= What you will do =
Everything in the data should be repeated exactly, save for the images.

(Excerpts from a detection dataset)
══════════════════════════════

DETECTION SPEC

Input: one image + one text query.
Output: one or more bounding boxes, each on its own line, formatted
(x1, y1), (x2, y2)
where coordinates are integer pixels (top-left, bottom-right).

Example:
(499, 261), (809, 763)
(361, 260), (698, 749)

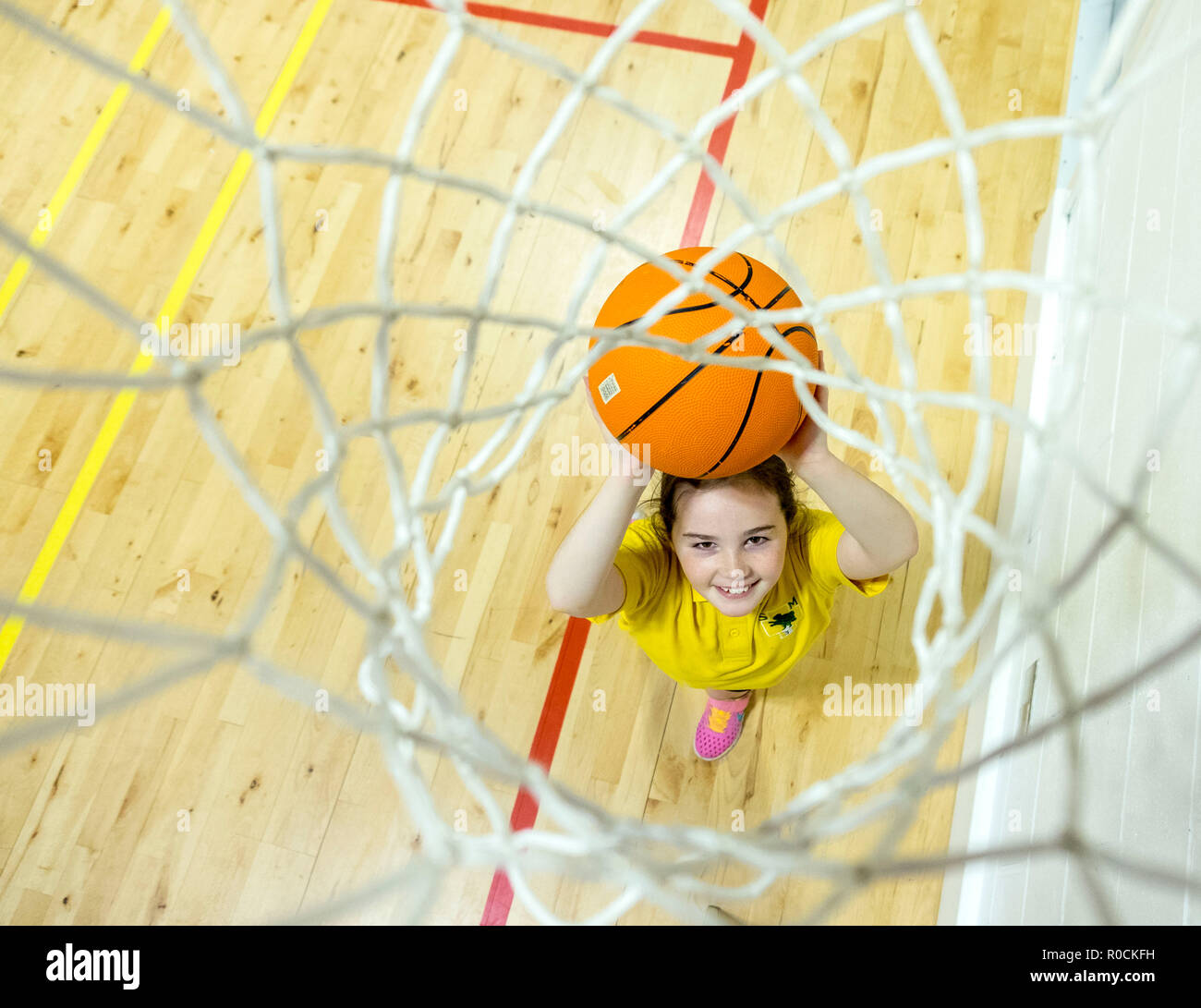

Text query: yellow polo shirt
(588, 508), (892, 689)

══════════════════════════════

= Output of the task =
DETECTION SPEC

Input: one image + one text query.
Output: one or more bounding boxes, each on its own line, formatted
(x1, y1), (x2, y2)
where coordinates are integer pixels (top-left, bottom-right).

Example:
(499, 261), (809, 763)
(361, 260), (698, 749)


Text query: yellow polo shirt
(588, 508), (892, 689)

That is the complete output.